__OBJECTIVE 1__.
Using the magazine piece on the cowboy myth, explain why the figure of the cowboy was invented and what made him suited to that role.

__SOURCE EXCERPT__.
True grit

Bonhams Magazine

Issue 45, Winter 2015

Page 10

The image of the cowboy has always been fed by myth. Rich Hall attempts to divide the truth from the tales

I once watched a film called Meek's Cutoff, directed by Kelly Reichardt. Six Oregon-bound pioneers find themselves stranded and nearly waterless in the desert. The film's composition is stark, the characters framed microscopically against an endless alkaline landscape. There are no High Noon showdowns. No adenoidally constricted sidekicks. No heart-of-gold whores. There is not even dialog for the first ten minutes of the film. All we hear is the tremolo whine of turning wagon wheels and the panicked silence of a clutch of stragglers realizing they've made a catastrophic wrong turn and are slowly running out of options. It's the kind of western that must have made a certain kind of outré film critic salivate. "A deconstructive masterpiece." "A bold new take on the Old West."

It's not. It's just another western. All westerns are myths. They never happened. And you cannot deconstruct something that never happened. The cowboy – our notion of the cowboy, that is – was invented to heal the schism of the American Civil War. After the Confederate surrender at Appomattox in 1865, the South was humiliated, the North desperate to pretend the whole thing had never happened. So, like a pair of squabbling parents, they forced themselves into a bitter reconciliation for the sake of the kid. That kid was the American West. And oh what a strapping boy he was; handsome and rugged and wild with potential. The cowboy would facilitate what you might call a collective amnesia for America: a neutral figure, neither Northern or Southern, who could draw attention away from the nation's recent breakdown. Nowadays we have a term for it. Rebranding.

And so, into our collective consciousness rode the American cowboy: chivalrous, an isolate whose mythic identity and backdrop were carefully shaped by authors, artists, and political figures. If you're British, you might notice the qualities ascribed to him seem vaguely familiar. That's because the cowboy is the American incarnation of the English knight. We've just replaced the armor with a ten-gallon hat.

The novelist Owen Wister did much to promulgate this image. Wister was a pampered Pennsylvania writer who, after succumbing to the triple whammy of vertigo, hallucinations and splitting headaches, took the advice of his doctor and alighted on a dude ranch in Wyoming. (Presumably, paracetamol had not yet been invented.) Wister tried his hand at cowboying, much to the amusement of his compatriots. They ridiculed him, branded him a simpering clod, and returned him to Philadelphia. There he began accumulating stories and observations from Wyoming and, in 1901, published The Virginian.

The book, with its raw, half-civilised setting and profane, whisky-soaked, gun-toting ranch hands, was an immediate success for the city-slickers back east. Its central character, never named other than 'The Virginian', demonstrates his superior skill in feats of horsemanship, practical jokes, gunplay, and, most famously, in facing down an enemy ("When you call me that, smile!"). The novel sold nearly 200,000 copies in its first year.

__OBJECTIVE 2__.
Count the lines of the rows that contain the string "beige", and reply with only the number.

Pointing records
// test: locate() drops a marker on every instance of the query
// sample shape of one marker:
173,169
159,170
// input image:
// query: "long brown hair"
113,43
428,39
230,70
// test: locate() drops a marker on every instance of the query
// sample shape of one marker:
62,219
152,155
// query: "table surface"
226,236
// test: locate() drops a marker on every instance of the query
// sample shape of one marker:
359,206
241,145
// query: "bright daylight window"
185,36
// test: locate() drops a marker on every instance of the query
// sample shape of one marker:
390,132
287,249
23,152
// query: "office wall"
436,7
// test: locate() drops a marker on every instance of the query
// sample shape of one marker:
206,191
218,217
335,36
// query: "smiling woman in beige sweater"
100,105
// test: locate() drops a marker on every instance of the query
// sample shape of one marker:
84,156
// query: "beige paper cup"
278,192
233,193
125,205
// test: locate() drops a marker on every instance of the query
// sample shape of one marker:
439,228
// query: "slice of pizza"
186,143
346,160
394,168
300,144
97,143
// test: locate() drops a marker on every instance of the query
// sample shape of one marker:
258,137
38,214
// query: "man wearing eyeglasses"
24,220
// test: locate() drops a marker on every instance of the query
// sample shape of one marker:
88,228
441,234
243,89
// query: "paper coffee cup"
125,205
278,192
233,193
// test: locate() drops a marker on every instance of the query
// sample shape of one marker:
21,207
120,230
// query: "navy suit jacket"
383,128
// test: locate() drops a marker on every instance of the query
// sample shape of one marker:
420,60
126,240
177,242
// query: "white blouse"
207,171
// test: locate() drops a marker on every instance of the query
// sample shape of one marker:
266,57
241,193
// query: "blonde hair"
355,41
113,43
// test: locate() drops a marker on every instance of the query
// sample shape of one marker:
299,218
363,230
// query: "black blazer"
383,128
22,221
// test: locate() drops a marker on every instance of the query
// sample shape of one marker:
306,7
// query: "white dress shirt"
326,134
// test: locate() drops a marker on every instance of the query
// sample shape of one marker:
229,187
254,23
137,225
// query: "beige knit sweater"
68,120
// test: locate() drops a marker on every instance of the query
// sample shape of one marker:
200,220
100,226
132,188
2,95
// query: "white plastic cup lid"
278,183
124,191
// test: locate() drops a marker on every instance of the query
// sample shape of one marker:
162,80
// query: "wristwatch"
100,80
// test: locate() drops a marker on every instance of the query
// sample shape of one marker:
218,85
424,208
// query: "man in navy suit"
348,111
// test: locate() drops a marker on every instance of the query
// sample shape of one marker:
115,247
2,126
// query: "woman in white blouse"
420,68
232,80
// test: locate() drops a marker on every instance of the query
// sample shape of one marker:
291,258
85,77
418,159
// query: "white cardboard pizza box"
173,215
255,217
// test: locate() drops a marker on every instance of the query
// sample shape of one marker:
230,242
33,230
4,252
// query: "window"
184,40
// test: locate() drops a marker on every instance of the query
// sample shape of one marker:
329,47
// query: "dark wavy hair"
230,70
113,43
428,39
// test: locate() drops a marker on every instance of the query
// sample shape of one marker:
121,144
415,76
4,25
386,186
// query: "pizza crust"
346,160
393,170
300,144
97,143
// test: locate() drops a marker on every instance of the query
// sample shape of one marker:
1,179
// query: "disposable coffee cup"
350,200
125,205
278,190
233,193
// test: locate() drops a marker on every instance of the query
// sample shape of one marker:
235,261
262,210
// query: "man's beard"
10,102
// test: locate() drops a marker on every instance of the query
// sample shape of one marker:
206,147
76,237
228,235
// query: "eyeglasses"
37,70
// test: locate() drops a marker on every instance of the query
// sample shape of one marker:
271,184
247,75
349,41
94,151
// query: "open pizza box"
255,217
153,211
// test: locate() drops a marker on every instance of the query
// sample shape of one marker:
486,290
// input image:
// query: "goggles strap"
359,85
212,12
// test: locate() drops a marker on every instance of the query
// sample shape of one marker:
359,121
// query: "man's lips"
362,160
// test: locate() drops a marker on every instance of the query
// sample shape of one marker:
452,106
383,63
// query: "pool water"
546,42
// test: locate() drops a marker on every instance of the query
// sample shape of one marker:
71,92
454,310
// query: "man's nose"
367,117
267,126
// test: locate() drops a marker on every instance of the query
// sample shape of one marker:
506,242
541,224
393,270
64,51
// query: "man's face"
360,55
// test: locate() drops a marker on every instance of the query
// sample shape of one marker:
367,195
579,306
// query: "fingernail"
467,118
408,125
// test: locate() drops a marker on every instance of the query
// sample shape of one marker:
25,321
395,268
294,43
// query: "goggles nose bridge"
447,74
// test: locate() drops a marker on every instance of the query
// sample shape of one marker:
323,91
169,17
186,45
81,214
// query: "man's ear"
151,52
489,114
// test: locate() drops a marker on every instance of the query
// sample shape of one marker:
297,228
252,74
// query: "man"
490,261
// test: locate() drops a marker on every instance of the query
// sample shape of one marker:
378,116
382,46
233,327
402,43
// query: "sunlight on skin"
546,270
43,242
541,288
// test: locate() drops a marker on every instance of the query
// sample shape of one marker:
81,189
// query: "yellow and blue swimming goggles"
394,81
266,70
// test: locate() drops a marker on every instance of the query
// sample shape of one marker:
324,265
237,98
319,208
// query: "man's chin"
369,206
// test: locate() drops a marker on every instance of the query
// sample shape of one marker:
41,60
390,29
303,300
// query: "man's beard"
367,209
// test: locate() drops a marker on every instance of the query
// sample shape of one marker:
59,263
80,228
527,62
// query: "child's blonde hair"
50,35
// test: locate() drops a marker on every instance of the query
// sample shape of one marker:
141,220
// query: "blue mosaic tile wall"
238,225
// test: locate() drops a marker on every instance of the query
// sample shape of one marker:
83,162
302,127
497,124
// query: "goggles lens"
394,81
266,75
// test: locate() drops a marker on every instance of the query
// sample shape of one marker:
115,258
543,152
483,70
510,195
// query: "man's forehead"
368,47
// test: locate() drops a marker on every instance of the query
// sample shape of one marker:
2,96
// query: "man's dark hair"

__OUTPUT 1__.
The cowboy was invented to heal the schism of the American Civil War: after the Confederate surrender at Appomattox in 1865, the South was humiliated and the North was desperate to pretend the war had never happened. As a neutral figure, neither Northern nor Southern, he could draw attention away from the nation's recent breakdown and bring about a collective amnesia.

__OUTPUT 2__.
3